◆ **TASK**:
Copy the records that follow exactly, keeping every line unchanged.

## START DATASET CONTENT

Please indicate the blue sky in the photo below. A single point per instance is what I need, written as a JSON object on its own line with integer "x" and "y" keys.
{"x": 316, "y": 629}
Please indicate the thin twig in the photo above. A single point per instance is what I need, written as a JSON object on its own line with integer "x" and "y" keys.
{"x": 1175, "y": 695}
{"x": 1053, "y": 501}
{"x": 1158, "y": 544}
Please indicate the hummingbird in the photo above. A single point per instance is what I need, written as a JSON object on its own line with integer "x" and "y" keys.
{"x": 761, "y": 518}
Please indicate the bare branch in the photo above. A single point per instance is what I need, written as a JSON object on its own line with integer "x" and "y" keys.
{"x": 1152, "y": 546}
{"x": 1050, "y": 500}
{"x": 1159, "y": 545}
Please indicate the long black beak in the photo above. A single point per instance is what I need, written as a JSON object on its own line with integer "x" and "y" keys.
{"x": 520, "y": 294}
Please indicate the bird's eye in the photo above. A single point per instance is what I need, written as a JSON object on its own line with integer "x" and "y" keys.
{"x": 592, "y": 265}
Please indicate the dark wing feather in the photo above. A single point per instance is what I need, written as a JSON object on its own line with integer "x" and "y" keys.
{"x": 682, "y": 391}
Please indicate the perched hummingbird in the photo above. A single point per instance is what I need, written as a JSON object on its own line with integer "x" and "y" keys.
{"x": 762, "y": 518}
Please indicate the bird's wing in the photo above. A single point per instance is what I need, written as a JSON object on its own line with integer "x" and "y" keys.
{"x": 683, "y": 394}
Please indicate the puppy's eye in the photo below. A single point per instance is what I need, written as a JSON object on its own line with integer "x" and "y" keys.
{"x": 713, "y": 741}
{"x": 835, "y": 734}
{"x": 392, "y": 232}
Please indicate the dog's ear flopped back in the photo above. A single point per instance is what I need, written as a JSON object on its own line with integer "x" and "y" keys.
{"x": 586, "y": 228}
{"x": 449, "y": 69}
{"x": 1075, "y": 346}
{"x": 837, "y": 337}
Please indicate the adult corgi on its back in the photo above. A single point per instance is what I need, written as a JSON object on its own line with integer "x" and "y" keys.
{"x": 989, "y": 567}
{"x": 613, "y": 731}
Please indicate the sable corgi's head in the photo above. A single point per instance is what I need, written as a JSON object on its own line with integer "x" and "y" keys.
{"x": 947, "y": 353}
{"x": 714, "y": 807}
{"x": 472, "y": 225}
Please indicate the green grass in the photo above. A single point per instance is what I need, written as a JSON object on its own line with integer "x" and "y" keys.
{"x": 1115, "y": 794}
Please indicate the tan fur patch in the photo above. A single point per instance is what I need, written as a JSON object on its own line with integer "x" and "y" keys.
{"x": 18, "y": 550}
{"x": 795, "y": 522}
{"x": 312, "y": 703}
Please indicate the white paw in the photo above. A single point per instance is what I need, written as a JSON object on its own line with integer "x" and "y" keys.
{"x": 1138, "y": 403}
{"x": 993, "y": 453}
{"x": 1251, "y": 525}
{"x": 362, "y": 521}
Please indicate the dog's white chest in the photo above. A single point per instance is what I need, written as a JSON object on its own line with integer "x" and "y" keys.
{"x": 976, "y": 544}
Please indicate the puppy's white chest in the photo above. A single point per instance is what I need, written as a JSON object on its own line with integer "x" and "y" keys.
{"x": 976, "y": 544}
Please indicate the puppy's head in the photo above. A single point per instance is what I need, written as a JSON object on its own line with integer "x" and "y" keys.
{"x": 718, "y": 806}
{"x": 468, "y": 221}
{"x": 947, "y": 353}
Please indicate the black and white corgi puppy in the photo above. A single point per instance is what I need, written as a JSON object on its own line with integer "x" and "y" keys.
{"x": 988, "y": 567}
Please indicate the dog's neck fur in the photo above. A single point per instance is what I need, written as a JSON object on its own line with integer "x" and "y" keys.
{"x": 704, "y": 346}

## END DATASET CONTENT

◆ **EXPECTED OUTPUT**:
Please indicate the blue sky in the photo below. A single point per instance is what I need, written as a JSON object on its own line with integer "x" and "y" keys.
{"x": 316, "y": 629}
Please indicate the thin twig in the photo above. A single point per instance is what I need, written as a JSON object on its own line with integer "x" and "y" keys.
{"x": 1175, "y": 695}
{"x": 1053, "y": 501}
{"x": 1158, "y": 544}
Please indicate the hummingbird in the photo above. A single point per instance is what I need, written as a JSON object on its own line with integer "x" and "y" keys.
{"x": 761, "y": 518}
Please indicate the bare branch in the photo above. A single point per instance is what I need, written as a JSON object on its own line with integer "x" and "y" keys.
{"x": 1152, "y": 546}
{"x": 1050, "y": 500}
{"x": 1159, "y": 545}
Please indicate the long black beak in the photo above. A single point per instance is what I need, written as a JSON object on its own line with integer "x" and "y" keys.
{"x": 520, "y": 294}
Please indicate the bird's eye in the photo above. A single point per instance is what I need, written as a JSON object on its own line with integer "x" and "y" keys.
{"x": 592, "y": 265}
Please indicate the dark wing feather in the photo above. A single point per instance is what I need, written as a JSON object on its own line with integer "x" and "y" keys.
{"x": 682, "y": 391}
Please indicate the perched hummingbird in the photo above. A single point per instance is what I need, written as a JSON object on its own line with integer "x" and "y" keys.
{"x": 762, "y": 518}
Please indicate the bird's wing in the photo above. A single point per instance is what I need, written as a JSON object on its own line with integer "x" and "y" keys.
{"x": 683, "y": 394}
Please indicate the puppy's eye in the photo below. A single point per instance is what I need, written as a JSON object on its own line with integer "x" and "y" keys.
{"x": 713, "y": 741}
{"x": 835, "y": 734}
{"x": 392, "y": 232}
Please indicate the dog's ear flopped back in the photo above. A single point per instance is what I need, written as a JSON object on its own line with integer "x" and "y" keys.
{"x": 586, "y": 228}
{"x": 449, "y": 69}
{"x": 1075, "y": 346}
{"x": 837, "y": 337}
Please indicate the adult corgi on its back in the photo above. A single point per instance is what I need, written as a JSON object on its own line with integer "x" and "y" keys.
{"x": 989, "y": 567}
{"x": 613, "y": 731}
Please indicate the sable corgi's head in the photo above. A single point per instance is what I need, written as a JSON object on its own line with integer "x" and "y" keys.
{"x": 947, "y": 353}
{"x": 714, "y": 807}
{"x": 472, "y": 225}
Please indicate the green grass in the photo above. A single point per instance is what I need, written as a JSON object on its own line with integer "x" and "y" keys.
{"x": 1115, "y": 794}
Please indicate the tan fur patch in the photo above. A single point per instance is what I need, written as a JSON object on its own line with integer "x" and "y" keys.
{"x": 18, "y": 550}
{"x": 795, "y": 522}
{"x": 312, "y": 703}
Please indicate the white paw in the photo above. A single point per instance is what I need, written as a JSON object on its own line with integer "x" and "y" keys.
{"x": 1138, "y": 403}
{"x": 993, "y": 453}
{"x": 1251, "y": 525}
{"x": 362, "y": 521}
Please indicate the dog's white chest in the photo above. A single point per instance is what I need, written as a JSON object on its own line with integer "x" and "y" keys.
{"x": 976, "y": 544}
Please indicate the puppy's white chest in the photo above. A single point per instance is what I need, written as a JSON object on its own line with integer "x" and "y" keys.
{"x": 976, "y": 544}
Please indicate the puppy's head in the photo above. A single point per instance is what I need, written as a JSON object on its own line with integer "x" and "y" keys.
{"x": 718, "y": 806}
{"x": 468, "y": 221}
{"x": 947, "y": 353}
Please indicate the black and white corgi puppy in the photo above. A single point per instance is what I need, written as a JSON object on its own line with integer "x" and "y" keys.
{"x": 988, "y": 567}
Please indicate the dog's neck fur in the photo above. A single point per instance is what I need, written as a JSON object on its own line with integer "x" and "y" keys.
{"x": 704, "y": 346}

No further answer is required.